------ Materials provided

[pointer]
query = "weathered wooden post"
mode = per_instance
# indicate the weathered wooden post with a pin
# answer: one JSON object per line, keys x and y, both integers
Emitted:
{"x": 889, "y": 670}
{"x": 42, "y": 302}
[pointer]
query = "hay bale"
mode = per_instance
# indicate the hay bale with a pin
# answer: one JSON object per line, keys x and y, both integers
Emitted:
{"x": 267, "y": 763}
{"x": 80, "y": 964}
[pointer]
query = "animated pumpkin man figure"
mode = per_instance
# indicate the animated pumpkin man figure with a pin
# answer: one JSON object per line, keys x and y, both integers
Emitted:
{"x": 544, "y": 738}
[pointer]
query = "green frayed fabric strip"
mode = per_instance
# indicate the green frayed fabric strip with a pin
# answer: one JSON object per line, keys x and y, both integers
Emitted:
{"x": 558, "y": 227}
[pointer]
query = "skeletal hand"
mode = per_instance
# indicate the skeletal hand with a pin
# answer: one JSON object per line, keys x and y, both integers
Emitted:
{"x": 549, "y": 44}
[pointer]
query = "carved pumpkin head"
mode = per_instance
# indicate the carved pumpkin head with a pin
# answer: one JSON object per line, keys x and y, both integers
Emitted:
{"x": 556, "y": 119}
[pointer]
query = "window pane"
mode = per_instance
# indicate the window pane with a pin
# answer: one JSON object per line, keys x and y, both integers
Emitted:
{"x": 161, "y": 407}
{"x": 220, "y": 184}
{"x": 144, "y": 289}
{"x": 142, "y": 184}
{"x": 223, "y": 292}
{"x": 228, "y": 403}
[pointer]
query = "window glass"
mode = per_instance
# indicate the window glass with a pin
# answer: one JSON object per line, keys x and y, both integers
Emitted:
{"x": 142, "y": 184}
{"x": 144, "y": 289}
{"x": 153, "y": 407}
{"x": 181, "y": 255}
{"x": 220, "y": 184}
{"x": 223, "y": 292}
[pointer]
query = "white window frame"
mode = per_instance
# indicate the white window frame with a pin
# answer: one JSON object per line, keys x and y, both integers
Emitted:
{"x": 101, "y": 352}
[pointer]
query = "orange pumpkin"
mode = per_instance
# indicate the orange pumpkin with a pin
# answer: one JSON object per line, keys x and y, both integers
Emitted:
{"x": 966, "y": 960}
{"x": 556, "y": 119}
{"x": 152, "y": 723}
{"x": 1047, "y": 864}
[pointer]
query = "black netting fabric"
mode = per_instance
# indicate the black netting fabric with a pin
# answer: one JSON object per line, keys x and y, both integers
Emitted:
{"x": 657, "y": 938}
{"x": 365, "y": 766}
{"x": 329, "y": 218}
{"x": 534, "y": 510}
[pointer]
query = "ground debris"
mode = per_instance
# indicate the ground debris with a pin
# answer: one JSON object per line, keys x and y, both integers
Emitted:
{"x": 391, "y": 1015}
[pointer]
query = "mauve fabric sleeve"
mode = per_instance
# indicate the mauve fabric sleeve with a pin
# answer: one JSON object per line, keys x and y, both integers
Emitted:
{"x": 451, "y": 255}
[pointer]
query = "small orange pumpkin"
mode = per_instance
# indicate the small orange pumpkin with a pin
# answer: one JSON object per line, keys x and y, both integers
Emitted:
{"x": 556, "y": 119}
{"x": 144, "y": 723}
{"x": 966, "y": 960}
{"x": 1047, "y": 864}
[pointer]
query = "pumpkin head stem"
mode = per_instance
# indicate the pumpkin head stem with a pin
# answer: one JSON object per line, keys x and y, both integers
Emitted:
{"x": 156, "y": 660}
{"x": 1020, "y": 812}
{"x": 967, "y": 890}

------------

> _Exercise_: Make an exact copy of the data above.

> _Solved problem_:
[pointer]
query = "weathered wooden post"
mode = per_instance
# indicate the weathered wooden post with a pin
# answer: one JSON object per line, keys x and y, both integers
Emitted:
{"x": 889, "y": 670}
{"x": 42, "y": 302}
[pointer]
query = "hay bale"
mode = per_instance
# indicate the hay bale with a pin
# answer: one JSON object per line, keys x and y, both integers
Emitted:
{"x": 267, "y": 763}
{"x": 80, "y": 964}
[pointer]
query = "animated pumpkin man figure"
mode = per_instance
# indicate the animated pumpkin man figure with a pin
# answer: one JSON object per line, keys x and y, both integers
Emitted:
{"x": 544, "y": 738}
[pointer]
query = "green frayed fabric strip"
mode = per_instance
# indicate the green frayed fabric strip with a pin
# answer: one JSON object per line, keys x and y, both integers
Emitted:
{"x": 558, "y": 227}
[pointer]
query = "skeletal hand"
mode = per_instance
# indicate the skeletal hand with a pin
# answer: one JSON object per line, keys x and y, both integers
Emitted:
{"x": 549, "y": 44}
[pointer]
query = "carved pumpkin head"
mode = per_instance
# indicate the carved pumpkin head with a pin
# answer: one JSON object per line, keys x and y, both integers
Emitted:
{"x": 556, "y": 119}
[pointer]
query = "window pane"
mode = per_instance
# indicate the window pane with a pin
# answer: one JSON object per line, keys x and y, both integers
Emitted:
{"x": 161, "y": 407}
{"x": 220, "y": 184}
{"x": 144, "y": 289}
{"x": 142, "y": 184}
{"x": 223, "y": 292}
{"x": 228, "y": 403}
[pointer]
query = "window glass"
mode = per_instance
# indicate the window glass with a pin
# answer: one JSON object per line, keys x and y, both integers
Emitted:
{"x": 142, "y": 184}
{"x": 144, "y": 289}
{"x": 153, "y": 407}
{"x": 181, "y": 255}
{"x": 220, "y": 184}
{"x": 223, "y": 292}
[pointer]
query = "white window frame"
mode = per_instance
# indicate the white window frame with a pin
# answer: one JSON object per line, keys x and y, both integers
Emitted:
{"x": 101, "y": 352}
[pointer]
query = "orange pumpkin"
mode = per_instance
# indicate the orange pumpkin with a pin
# answer: one JSON object per line, keys x and y, both integers
Emitted:
{"x": 966, "y": 960}
{"x": 556, "y": 119}
{"x": 152, "y": 723}
{"x": 1047, "y": 864}
[pointer]
query = "black netting fabric"
mode = per_instance
# indicate the black netting fabric with a pin
# answer: one JSON object per line, keys x and y, both integers
Emitted:
{"x": 657, "y": 938}
{"x": 365, "y": 766}
{"x": 329, "y": 218}
{"x": 534, "y": 510}
[pointer]
query = "ground debris"
mode = per_instance
# indicate the ground debris with a pin
# answer: one JSON object per line, keys x and y, both integers
Emitted:
{"x": 391, "y": 1015}
[pointer]
query = "mauve fabric sleeve"
mode = per_instance
# indicate the mauve fabric sleeve with a pin
# answer: one JSON object per line, keys x and y, both integers
Emitted:
{"x": 451, "y": 255}
[pointer]
query = "small orange pumpkin"
mode = per_instance
# indicate the small orange pumpkin with a pin
# answer: one JSON object per line, keys x and y, both integers
Emitted:
{"x": 556, "y": 119}
{"x": 144, "y": 723}
{"x": 966, "y": 960}
{"x": 1047, "y": 864}
[pointer]
query = "pumpkin head stem"
mode = per_instance
# indicate the pumpkin head stem with a pin
# answer: one JSON object per line, keys x and y, both integers
Emitted:
{"x": 156, "y": 660}
{"x": 1020, "y": 812}
{"x": 967, "y": 890}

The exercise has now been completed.